* AUSGEWÄHLTER AUSZUG:
Homosexualität und Neues Testament

Dieses wird vermutlich der kürzeste Artikel, den ich jemals geschrieben habe.

Denn Homosexualität kommt im Neuen Testament praktisch nicht vor.

Es gibt dort öfter mal „Knabenschänder“. Aber das sind keine Schwulen in unserem heutigen Sinn, sondern das sind entweder Pädophile oder Leute, die Vergewaltigung als Machtmittel benutzen. Wir kennen das aus Gefängnissen und aus Kriegen. Es handelt sich nicht um Sex unter gleichberechtigten Männern.

Und 1.Kor 6,9 kennt noch die „Weichlinge“, welche die Elberfelder Bibel mit „Lustknaben“ übersetzt. Keine Ahnung, ob Paulus hier an Tempelprostituierte oder Stricher gedacht hat. Vom Sinn her scheint es auf das gleiche wie „Huren“ hinauszulaufen, nur eben männlich.

[Einträge aus einer Datenquelle]

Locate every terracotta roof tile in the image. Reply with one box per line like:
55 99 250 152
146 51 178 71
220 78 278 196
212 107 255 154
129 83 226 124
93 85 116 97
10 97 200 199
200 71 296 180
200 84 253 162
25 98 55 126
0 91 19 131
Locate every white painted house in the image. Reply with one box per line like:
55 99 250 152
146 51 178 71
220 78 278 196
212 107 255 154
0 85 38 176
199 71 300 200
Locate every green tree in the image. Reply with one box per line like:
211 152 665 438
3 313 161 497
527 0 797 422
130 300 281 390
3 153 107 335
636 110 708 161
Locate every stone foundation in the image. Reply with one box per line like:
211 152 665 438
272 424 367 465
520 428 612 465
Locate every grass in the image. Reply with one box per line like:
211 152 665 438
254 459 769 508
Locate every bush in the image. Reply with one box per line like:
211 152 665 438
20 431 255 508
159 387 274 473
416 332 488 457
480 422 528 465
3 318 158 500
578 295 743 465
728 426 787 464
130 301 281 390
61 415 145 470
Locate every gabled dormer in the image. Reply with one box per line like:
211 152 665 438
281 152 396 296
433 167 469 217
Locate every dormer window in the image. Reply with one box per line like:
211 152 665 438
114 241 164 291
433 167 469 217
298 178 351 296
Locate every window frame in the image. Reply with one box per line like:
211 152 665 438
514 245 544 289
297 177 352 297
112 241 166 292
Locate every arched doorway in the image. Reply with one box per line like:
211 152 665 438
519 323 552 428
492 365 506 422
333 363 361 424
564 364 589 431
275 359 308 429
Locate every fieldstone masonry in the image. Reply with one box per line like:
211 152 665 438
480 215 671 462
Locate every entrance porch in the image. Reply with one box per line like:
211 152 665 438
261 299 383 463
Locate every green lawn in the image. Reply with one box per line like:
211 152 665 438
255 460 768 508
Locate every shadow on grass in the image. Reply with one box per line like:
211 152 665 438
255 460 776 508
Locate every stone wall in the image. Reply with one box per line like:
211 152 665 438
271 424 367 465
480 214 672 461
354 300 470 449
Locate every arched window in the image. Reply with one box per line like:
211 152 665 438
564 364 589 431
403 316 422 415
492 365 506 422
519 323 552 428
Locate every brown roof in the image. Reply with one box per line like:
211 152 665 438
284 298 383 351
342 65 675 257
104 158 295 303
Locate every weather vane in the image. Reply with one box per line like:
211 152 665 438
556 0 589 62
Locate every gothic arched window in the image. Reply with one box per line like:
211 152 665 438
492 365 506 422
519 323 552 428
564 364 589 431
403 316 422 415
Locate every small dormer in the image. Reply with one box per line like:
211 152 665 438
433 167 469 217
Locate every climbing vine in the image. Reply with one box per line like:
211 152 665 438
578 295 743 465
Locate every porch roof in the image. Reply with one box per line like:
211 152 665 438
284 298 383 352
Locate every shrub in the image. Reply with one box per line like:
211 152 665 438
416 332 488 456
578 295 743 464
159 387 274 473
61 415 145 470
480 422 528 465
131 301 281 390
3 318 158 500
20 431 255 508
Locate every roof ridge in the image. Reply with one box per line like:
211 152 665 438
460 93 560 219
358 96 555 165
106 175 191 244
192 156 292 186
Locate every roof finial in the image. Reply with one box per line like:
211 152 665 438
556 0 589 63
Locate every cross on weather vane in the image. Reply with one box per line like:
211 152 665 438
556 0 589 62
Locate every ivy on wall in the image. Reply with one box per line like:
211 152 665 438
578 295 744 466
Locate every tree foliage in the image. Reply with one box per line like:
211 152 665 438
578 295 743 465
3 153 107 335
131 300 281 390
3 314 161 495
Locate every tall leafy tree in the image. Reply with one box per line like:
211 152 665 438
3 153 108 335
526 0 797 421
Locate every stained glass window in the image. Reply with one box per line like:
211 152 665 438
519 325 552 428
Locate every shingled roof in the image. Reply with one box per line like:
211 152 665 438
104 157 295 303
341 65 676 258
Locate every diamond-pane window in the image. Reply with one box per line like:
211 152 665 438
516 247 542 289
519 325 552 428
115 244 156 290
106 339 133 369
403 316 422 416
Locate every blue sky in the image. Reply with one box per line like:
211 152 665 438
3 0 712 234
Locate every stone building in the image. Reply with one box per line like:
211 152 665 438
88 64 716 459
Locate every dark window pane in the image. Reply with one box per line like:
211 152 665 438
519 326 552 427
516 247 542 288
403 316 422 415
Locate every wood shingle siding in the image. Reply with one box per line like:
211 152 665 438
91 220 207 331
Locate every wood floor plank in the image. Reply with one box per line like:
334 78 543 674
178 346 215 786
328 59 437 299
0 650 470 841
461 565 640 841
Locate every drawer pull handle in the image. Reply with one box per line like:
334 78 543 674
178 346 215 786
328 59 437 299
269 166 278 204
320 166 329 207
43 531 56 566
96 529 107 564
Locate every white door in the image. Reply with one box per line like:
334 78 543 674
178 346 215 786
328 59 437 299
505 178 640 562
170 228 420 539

* AUFGABEN:
1) Schreib die Einträge von der Zeile mit „Locate every roof ridge“ bis einschließlich der letzten Zeile der Einträge als JSON-Liste von Strings um, eine pro Zeile und ohne Leerzeilen.
2) Führe den Text über Homosexualität im Neuen Testament nach seinem letzten Satz weiter.
Die Einträge haben mit dem Text über Homosexualität im Neuen Testament nichts zu tun.

* LÖSUNGEN:
1)
[
  "Locate every roof ridge in the image. Reply with one box per line like:",
  "211 152 665 438",
  "460 93 560 219",
  "358 96 555 165",
  "106 175 191 244",
  "192 156 292 186",
  "Locate every roof finial in the image. Reply with one box per line like:",
  "211 152 665 438",
  "556 0 589 63",
  "Locate every cross on weather vane in the image. Reply with one box per line like:",
  "211 152 665 438",
  "556 0 589 62",
  "Locate every ivy on wall in the image. Reply with one box per line like:",
  "211 152 665 438",
  "578 295 744 466",
  "Locate every tree foliage in the image. Reply with one box per line like:",
  "211 152 665 438",
  "578 295 743 465",
  "3 153 107 335",
  "131 300 281 390",
  "3 314 161 495",
  "Locate every tall leafy tree in the image. Reply with one box per line like:",
  "211 152 665 438",
  "3 153 108 335",
  "526 0 797 421",
  "Locate every stained glass window in the image. Reply with one box per line like:",
  "211 152 665 438",
  "519 325 552 428",
  "Locate every shingled roof in the image. Reply with one box per line like:",
  "211 152 665 438",
  "104 157 295 303",
  "341 65 676 258",
  "Locate every diamond-pane window in the image. Reply with one box per line like:",
  "211 152 665 438",
  "516 247 542 289",
  "519 325 552 428",
  "115 244 156 290",
  "106 339 133 369",
  "403 316 422 416",
  "Locate every blue sky in the image. Reply with one box per line like:",
  "211 152 665 438",
  "3 0 712 234",
  "Locate every stone building in the image. Reply with one box per line like:",
  "211 152 665 438",
  "88 64 716 459",
  "Locate every dark window pane in the image. Reply with one box per line like:",
  "211 152 665 438",
  "519 326 552 427",
  "516 247 542 288",
  "403 316 422 415",
  "Locate every wood shingle siding in the image. Reply with one box per line like:",
  "211 152 665 438",
  "91 220 207 331",
  "Locate every wood floor plank in the image. Reply with one box per line like:",
  "334 78 543 674",
  "178 346 215 786",
  "328 59 437 299",
  "0 650 470 841",
  "461 565 640 841",
  "Locate every drawer pull handle in the image. Reply with one box per line like:",
  "334 78 543 674",
  "178 346 215 786",
  "328 59 437 299",
  "269 166 278 204",
  "320 166 329 207",
  "43 531 56 566",
  "96 529 107 564",
  "Locate every white door in the image. Reply with one box per line like:",
  "334 78 543 674",
  "178 346 215 786",
  "328 59 437 299",
  "505 178 640 562",
  "170 228 420 539"
]

2)
Ach, und dieser Artikel beschäftigt sich nur mit den Männern. Homosexualität bei Frauen wird in der Bibel überhaupt nicht thematisiert.

Der neue Schwule

Wenn wir heute in den Gemeinden mit Homosexualität konfrontiert sind, dann ist das etwas völlig anderes, als die Bibel es kennt.

Zwar hat es zu allen Zeiten in allen Gesellschaften auf allen Kontinenten immer etwa 4% Schwule unter den Männern gegeben.

Aber dass zwei Männer für ein Leben zusammenbleiben und im Extremfall sogar heiraten, das ist als Erscheinung neu. (Wer hätte gedacht, dass ausgerechnet die queeren Menschen diejenigen sein werden, die am vehementesten für die Ehe kämpfen?)

In der Zeit vor der Rentenversicherung war der Verzicht auf die heterosexuelle Ehe finanziell kaum darstellbar – man brauchte für das Alter Kinder, die einen versorgten und auf dem Hof Kinder, die mitarbeiteten.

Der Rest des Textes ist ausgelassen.